**TASK REQUIREMENTS**
Go to the line that contains "Could you please indicate the illuminated" and extract it along with every line after it, exactly, through the end of the data below.

Location labeling records:
--------------------------------

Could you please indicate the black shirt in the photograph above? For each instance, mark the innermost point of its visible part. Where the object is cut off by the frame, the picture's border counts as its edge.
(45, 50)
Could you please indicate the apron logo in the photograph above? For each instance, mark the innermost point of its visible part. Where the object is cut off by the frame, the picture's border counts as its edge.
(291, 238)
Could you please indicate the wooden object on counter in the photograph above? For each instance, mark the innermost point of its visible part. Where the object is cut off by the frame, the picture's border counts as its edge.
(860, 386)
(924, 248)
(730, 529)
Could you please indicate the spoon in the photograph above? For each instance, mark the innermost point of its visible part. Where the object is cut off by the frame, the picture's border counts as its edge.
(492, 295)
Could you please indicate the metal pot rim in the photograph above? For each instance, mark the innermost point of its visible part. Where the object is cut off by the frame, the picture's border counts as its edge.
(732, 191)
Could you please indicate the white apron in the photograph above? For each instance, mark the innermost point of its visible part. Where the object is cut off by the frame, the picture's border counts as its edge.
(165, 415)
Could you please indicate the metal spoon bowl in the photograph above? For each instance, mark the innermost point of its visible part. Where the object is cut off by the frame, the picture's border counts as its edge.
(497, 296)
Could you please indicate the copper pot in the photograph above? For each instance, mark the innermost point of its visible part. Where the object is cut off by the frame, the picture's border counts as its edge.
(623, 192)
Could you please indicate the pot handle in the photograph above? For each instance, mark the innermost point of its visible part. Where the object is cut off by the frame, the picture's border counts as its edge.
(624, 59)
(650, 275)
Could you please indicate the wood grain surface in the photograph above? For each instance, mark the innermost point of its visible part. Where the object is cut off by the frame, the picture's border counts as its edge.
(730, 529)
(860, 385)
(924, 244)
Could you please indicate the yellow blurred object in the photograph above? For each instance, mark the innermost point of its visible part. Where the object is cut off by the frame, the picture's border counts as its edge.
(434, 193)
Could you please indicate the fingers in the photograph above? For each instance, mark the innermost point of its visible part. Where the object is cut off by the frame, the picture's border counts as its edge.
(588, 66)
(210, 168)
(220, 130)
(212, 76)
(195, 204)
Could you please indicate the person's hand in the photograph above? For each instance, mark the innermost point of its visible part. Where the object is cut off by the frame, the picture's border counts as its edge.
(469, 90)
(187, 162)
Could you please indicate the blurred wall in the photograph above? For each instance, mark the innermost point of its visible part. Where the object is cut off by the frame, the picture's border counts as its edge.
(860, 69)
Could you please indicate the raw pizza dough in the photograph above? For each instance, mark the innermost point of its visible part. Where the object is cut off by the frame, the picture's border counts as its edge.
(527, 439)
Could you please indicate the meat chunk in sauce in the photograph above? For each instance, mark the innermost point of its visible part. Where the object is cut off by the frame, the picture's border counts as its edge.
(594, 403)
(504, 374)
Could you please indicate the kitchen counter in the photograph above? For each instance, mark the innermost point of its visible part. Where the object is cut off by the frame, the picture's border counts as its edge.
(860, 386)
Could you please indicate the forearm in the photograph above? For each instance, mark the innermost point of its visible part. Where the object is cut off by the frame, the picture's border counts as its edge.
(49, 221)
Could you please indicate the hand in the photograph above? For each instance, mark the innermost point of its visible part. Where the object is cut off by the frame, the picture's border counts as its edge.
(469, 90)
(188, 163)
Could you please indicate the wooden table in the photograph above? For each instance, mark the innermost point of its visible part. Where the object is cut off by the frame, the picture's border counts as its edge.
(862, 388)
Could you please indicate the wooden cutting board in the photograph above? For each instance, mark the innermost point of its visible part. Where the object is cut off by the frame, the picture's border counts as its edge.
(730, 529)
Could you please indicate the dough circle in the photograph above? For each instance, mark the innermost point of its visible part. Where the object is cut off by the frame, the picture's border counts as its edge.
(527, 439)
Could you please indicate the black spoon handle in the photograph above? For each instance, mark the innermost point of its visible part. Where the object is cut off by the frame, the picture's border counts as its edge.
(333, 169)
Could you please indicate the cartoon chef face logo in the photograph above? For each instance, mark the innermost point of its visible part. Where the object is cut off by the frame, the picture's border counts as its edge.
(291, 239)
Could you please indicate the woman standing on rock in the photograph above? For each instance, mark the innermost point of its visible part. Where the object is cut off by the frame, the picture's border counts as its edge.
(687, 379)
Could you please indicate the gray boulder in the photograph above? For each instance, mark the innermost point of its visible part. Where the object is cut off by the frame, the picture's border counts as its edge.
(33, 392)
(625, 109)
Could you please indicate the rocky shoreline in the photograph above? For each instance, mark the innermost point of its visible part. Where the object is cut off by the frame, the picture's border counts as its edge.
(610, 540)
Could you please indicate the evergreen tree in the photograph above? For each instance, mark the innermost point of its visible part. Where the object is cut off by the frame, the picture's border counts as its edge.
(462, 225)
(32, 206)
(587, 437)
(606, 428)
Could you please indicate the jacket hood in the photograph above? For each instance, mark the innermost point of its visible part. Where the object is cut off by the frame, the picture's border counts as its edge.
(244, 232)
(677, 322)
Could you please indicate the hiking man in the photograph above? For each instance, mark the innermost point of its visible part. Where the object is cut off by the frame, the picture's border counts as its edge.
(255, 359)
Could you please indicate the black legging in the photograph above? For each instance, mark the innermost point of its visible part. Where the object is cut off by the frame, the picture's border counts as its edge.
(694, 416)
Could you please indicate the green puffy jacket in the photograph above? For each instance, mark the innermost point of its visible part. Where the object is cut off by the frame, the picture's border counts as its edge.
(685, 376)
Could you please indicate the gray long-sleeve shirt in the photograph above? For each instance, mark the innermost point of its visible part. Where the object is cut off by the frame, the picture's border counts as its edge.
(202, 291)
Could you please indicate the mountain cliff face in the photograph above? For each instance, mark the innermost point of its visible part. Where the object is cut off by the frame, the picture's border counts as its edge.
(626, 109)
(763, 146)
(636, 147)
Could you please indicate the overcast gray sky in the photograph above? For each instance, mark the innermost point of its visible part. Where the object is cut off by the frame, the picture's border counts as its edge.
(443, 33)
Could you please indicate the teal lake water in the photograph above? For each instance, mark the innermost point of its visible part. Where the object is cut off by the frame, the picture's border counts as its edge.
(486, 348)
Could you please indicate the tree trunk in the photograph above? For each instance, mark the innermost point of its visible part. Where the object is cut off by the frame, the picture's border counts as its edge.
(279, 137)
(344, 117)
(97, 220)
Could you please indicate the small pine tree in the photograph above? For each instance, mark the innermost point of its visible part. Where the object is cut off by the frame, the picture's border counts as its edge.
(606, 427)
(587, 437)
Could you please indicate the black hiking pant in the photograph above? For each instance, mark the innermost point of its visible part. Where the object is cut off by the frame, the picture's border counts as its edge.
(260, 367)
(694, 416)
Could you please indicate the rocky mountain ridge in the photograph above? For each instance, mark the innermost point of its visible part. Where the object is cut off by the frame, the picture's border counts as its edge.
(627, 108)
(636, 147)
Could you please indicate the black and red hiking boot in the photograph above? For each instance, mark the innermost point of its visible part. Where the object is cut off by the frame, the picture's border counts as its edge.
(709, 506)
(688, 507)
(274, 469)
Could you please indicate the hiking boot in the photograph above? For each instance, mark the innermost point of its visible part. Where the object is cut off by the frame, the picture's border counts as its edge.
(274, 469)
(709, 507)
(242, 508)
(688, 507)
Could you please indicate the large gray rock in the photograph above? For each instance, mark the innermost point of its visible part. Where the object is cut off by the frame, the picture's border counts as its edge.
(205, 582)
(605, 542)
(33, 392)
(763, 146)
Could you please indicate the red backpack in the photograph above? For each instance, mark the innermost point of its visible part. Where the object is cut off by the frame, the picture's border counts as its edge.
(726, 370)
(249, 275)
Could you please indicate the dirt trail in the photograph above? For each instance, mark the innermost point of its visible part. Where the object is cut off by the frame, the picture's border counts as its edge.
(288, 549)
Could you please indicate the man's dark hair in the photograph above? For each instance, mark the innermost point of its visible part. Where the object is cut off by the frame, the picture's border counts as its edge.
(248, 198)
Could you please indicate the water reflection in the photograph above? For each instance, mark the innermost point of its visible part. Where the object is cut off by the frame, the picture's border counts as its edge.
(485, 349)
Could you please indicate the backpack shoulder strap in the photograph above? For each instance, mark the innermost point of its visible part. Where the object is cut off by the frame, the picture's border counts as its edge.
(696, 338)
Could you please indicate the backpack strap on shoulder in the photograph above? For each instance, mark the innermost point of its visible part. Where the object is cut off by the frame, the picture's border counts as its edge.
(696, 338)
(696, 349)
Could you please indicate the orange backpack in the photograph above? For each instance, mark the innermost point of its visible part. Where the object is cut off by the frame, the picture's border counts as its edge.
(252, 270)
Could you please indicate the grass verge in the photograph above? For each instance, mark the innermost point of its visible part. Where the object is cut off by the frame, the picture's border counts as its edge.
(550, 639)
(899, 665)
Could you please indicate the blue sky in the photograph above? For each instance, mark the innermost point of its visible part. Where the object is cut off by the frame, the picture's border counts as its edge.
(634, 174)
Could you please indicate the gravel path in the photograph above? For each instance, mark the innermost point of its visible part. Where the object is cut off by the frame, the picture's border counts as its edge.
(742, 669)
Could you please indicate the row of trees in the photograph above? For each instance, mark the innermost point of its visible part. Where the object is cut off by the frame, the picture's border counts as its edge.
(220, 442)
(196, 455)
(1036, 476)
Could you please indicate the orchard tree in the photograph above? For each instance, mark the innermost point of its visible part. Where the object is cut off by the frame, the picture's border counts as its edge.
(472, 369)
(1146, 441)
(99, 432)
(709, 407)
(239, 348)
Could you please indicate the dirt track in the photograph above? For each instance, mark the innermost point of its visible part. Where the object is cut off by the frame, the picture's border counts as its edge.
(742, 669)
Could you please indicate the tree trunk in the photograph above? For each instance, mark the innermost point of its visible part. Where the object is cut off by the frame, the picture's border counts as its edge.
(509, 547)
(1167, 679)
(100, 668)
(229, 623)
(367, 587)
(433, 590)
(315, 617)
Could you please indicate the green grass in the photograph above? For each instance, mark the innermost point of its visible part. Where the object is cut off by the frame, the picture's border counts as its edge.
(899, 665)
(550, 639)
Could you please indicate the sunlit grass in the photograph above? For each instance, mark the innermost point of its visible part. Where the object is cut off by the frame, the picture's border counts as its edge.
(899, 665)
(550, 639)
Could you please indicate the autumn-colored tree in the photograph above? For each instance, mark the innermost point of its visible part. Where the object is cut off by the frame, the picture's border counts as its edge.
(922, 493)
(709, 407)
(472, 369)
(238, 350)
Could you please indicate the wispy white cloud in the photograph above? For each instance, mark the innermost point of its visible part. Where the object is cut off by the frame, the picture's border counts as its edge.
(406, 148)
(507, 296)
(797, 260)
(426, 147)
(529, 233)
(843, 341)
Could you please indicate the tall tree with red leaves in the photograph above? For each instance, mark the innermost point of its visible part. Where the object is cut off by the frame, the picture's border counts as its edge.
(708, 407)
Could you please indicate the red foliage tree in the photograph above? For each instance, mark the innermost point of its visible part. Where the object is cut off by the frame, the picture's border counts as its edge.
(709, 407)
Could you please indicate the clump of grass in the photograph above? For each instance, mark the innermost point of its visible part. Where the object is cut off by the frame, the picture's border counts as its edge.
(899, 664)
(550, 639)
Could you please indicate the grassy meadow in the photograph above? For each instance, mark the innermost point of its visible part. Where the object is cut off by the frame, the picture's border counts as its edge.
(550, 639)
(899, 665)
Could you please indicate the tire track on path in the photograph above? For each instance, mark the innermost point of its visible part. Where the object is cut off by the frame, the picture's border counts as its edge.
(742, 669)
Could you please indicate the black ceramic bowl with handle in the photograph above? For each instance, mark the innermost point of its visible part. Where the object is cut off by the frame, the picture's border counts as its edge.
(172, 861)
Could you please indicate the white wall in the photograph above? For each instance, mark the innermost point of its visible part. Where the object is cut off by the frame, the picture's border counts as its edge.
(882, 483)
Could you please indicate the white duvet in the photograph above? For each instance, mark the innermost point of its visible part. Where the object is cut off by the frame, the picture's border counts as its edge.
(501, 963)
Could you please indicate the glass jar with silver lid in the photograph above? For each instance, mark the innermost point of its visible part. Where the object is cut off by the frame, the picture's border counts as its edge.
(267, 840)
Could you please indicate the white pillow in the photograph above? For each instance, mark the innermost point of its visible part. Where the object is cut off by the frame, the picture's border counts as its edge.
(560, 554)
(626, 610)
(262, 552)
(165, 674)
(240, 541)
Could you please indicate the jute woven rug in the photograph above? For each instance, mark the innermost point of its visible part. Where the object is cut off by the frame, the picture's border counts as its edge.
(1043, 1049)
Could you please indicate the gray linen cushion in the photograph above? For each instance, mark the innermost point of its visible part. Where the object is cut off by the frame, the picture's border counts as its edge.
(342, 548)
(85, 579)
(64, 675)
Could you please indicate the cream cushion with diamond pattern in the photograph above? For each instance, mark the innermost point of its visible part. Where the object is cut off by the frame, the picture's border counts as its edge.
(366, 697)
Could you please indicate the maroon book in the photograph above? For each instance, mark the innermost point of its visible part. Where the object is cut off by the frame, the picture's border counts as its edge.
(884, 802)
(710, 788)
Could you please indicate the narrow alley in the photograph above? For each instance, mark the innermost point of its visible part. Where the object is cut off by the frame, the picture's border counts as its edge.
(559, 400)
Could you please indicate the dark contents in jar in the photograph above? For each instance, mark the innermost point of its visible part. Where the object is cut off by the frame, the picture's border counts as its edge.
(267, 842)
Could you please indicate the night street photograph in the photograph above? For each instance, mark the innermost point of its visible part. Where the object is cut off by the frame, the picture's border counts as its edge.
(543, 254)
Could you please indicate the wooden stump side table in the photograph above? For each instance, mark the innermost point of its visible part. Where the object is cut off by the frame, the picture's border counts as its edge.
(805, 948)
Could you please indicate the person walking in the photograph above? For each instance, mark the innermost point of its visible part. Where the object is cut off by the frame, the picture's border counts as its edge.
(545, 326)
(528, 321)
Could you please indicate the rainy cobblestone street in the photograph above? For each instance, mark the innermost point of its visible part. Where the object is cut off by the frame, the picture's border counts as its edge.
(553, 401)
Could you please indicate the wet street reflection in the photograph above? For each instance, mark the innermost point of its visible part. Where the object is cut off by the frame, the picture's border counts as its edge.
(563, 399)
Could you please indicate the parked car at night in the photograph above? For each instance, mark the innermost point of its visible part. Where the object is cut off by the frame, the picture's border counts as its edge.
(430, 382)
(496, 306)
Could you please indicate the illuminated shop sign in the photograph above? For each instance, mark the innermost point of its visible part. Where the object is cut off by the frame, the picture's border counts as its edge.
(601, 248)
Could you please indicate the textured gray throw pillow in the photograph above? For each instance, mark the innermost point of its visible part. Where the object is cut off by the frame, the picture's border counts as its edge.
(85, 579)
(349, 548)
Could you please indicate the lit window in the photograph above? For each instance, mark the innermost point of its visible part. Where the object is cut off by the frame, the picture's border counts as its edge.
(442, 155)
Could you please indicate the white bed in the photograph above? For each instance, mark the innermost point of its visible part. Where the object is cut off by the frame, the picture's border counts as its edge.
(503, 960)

--------------------------------

**THE ANSWER**
Could you please indicate the illuminated shop sign in the photograph above? For each instance, mark the innermost point of its visible part. Where the object is cut off by the frame, the picture's border counts as its edge.
(601, 248)
Could you please indicate the textured gray throw pillow in the photograph above? For each instance, mark the innermost point of its visible part. Where the object is cut off by the frame, the picture's border counts as its edge.
(85, 579)
(349, 548)
Could you please indicate the lit window in the photograph above? For each instance, mark the innermost point of its visible part. Where the object is cut off by the frame, the picture's border counts as its edge.
(442, 155)
Could you please indicate the white bed in the photograph above? For each instance, mark the innermost point of its visible part. Where the object is cut off by the frame, the picture's border counts as its edge.
(503, 960)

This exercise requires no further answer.